» **Stated task**
Each line from the one that contains "unopened flower bud, one per instance" to the end of the material must be set down exactly, and no line before it.

» **Supplied data**
_ _ _ _ _

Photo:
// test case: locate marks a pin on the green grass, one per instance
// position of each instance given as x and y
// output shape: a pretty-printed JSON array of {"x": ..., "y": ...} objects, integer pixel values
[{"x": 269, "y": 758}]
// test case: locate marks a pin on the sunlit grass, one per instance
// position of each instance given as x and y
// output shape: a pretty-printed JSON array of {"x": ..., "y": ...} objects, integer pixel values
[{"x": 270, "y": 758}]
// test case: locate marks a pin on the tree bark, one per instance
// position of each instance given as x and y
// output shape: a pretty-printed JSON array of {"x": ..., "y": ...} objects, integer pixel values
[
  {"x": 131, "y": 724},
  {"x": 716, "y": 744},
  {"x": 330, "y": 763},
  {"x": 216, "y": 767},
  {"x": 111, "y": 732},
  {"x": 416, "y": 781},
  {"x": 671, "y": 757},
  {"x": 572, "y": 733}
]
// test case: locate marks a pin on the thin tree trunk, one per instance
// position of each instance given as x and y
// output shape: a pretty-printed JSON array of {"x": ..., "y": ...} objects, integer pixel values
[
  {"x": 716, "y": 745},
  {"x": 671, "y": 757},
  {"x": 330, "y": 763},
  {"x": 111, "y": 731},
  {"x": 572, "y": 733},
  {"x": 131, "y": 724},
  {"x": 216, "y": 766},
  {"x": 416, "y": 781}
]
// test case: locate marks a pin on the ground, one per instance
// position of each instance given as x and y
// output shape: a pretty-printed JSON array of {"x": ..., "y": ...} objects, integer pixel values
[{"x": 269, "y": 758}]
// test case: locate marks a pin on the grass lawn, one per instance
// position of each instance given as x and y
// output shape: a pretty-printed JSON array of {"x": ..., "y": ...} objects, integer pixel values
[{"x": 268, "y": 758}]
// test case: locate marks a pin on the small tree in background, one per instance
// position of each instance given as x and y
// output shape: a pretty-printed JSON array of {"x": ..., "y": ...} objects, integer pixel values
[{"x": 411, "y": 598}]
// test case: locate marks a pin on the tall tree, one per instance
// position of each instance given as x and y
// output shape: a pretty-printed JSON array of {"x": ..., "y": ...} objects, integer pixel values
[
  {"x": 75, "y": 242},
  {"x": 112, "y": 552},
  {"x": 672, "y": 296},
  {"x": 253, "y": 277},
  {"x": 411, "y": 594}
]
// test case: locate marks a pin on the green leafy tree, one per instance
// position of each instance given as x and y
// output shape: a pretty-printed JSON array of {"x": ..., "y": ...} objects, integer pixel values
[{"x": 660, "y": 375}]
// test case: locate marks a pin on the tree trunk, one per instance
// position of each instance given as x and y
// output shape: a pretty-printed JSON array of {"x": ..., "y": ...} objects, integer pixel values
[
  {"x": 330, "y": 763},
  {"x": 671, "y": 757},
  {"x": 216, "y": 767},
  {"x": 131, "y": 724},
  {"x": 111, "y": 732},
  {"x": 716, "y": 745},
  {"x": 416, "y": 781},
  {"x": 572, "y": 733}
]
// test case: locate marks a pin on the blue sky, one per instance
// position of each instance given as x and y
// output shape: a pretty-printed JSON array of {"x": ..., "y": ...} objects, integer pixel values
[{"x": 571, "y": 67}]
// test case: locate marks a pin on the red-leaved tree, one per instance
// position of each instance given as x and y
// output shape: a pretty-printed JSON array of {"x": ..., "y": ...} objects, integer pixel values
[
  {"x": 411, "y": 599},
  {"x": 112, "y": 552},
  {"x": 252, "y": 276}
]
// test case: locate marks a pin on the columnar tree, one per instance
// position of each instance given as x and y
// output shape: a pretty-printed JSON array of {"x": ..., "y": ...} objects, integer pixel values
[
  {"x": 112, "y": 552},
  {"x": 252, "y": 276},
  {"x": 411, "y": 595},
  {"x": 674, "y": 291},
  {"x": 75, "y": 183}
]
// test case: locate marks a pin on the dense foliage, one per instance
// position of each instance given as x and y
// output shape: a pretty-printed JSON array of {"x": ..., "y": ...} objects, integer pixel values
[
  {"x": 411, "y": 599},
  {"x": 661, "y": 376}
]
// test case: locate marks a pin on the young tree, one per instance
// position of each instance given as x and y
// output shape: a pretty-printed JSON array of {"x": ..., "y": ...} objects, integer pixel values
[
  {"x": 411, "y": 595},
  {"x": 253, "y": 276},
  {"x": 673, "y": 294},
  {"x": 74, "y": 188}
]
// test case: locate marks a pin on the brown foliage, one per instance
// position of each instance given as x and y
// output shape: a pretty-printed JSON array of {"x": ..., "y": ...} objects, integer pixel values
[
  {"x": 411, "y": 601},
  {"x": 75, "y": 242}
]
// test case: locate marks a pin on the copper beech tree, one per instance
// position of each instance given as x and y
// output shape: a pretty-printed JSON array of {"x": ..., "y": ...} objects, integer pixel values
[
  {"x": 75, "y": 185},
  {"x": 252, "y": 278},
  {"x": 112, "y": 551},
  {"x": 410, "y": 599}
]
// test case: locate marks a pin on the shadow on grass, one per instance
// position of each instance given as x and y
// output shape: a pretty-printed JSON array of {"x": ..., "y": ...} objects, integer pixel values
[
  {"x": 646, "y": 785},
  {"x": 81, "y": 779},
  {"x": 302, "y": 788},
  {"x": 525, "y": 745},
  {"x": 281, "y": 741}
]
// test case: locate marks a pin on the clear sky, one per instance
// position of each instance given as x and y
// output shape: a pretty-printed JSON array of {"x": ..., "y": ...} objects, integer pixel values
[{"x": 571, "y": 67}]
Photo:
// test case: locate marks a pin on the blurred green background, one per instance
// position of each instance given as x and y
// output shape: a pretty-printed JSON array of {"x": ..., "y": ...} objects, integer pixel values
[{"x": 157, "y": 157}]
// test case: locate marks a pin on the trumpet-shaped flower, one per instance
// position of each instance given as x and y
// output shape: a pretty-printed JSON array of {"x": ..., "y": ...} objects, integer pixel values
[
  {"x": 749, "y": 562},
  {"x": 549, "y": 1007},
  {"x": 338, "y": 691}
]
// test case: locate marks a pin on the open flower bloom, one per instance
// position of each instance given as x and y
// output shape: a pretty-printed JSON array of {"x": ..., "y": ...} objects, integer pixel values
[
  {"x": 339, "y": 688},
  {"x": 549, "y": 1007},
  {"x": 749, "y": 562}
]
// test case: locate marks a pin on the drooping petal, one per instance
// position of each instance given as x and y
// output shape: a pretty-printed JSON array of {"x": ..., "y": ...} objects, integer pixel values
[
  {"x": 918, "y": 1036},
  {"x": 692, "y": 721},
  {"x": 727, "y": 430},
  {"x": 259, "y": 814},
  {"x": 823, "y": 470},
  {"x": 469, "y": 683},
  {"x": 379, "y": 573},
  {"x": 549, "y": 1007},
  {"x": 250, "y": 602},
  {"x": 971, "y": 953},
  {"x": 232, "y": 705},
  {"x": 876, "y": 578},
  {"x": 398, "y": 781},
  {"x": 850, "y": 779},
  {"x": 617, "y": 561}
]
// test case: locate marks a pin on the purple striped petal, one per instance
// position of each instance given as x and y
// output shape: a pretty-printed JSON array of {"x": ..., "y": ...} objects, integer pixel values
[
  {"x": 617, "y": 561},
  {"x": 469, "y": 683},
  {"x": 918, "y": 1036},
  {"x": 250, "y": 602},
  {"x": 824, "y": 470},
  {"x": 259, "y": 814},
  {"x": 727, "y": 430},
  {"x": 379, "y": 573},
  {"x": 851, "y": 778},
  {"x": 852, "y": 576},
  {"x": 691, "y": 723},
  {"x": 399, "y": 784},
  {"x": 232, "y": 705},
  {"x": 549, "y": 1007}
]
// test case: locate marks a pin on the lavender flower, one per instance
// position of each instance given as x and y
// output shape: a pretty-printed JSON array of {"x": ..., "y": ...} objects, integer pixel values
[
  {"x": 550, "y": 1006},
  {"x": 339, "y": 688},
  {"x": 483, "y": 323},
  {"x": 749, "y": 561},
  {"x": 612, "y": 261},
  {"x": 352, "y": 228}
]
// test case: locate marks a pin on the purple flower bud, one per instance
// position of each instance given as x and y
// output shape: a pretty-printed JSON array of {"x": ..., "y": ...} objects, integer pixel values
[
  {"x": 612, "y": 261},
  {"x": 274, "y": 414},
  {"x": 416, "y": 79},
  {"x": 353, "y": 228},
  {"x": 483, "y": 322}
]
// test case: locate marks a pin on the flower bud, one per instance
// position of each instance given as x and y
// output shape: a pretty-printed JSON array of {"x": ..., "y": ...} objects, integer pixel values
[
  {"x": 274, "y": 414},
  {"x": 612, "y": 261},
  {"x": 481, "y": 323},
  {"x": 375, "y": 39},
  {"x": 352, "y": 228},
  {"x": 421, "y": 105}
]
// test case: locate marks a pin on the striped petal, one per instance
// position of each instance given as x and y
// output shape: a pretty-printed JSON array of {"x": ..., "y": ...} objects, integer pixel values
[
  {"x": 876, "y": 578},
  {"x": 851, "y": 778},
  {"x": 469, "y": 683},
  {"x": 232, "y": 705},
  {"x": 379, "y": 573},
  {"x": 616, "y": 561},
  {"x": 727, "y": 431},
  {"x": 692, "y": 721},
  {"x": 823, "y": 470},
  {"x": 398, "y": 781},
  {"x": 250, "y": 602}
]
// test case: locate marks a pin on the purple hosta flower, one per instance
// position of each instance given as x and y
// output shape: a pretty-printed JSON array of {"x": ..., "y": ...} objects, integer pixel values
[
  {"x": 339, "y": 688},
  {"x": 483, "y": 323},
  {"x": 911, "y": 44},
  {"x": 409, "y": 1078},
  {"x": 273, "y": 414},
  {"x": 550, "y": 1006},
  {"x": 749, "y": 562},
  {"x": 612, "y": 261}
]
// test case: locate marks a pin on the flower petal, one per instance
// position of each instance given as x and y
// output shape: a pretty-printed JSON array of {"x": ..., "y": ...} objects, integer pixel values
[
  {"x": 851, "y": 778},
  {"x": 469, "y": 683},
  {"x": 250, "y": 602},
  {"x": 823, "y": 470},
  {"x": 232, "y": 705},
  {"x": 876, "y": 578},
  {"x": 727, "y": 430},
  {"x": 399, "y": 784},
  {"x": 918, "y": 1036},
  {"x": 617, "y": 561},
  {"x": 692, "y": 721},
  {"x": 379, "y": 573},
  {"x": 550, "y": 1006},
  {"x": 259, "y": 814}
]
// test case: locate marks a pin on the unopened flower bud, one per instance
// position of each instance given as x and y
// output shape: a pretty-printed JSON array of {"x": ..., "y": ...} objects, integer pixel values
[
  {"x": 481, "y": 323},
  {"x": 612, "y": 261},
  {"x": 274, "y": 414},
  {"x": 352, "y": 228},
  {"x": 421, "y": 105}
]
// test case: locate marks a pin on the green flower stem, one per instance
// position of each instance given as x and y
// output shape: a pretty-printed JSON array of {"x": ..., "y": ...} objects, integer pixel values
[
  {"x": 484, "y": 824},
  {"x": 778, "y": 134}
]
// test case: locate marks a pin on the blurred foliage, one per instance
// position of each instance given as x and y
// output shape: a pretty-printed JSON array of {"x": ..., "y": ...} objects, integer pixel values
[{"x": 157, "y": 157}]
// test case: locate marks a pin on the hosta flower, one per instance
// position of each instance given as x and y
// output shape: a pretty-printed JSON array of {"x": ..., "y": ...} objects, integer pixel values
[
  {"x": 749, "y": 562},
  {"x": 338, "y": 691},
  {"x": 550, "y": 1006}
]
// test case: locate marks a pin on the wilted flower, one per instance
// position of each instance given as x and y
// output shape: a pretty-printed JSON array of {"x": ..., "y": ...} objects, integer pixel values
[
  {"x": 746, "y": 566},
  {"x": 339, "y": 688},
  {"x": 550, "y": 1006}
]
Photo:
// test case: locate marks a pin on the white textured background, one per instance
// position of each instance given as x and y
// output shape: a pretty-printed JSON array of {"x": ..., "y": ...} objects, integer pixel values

_ _ _ _ _

» **Task result**
// test case: locate marks a pin on the unopened flower bud, one per instance
// position of each instance given as x and y
// output shape: a pretty-printed JSON array of {"x": ..., "y": ...} objects, integer pixel values
[
  {"x": 481, "y": 323},
  {"x": 612, "y": 261},
  {"x": 274, "y": 414},
  {"x": 352, "y": 228},
  {"x": 421, "y": 105}
]
// test case: locate marks a pin on the green flower stem, one per instance
// position of each instance given as x and y
// output shape: a pretty-printed JSON array of {"x": ..., "y": ...} objects, integer pixel values
[
  {"x": 484, "y": 824},
  {"x": 778, "y": 134}
]
// test case: locate marks a pin on the blurred foliage, one per instance
// position of each instance given as x and y
// output shape: a pretty-printed JSON array of {"x": ..., "y": ...} objects, integer pixel values
[{"x": 157, "y": 157}]
// test case: locate marks a pin on the hosta flower, one per instance
// position of each instance given as x and y
// output shape: a pretty-printed JSON array of {"x": ..., "y": ...} objects, integer pixel values
[
  {"x": 749, "y": 562},
  {"x": 338, "y": 691},
  {"x": 550, "y": 1006}
]
// test case: locate marks a pin on the wilted flower, one per instance
// position of each instance given as x and y
// output shape: a pretty-printed JSON array of {"x": ..., "y": ...} objects, integer pixel values
[
  {"x": 746, "y": 566},
  {"x": 339, "y": 688},
  {"x": 550, "y": 1006}
]
Photo:
// test case: locate marks a pin on the white textured background, one per instance
// position of each instance given as x and y
// output shape: a pretty-printed JSON array of {"x": ..., "y": ...} objects, integer pixel values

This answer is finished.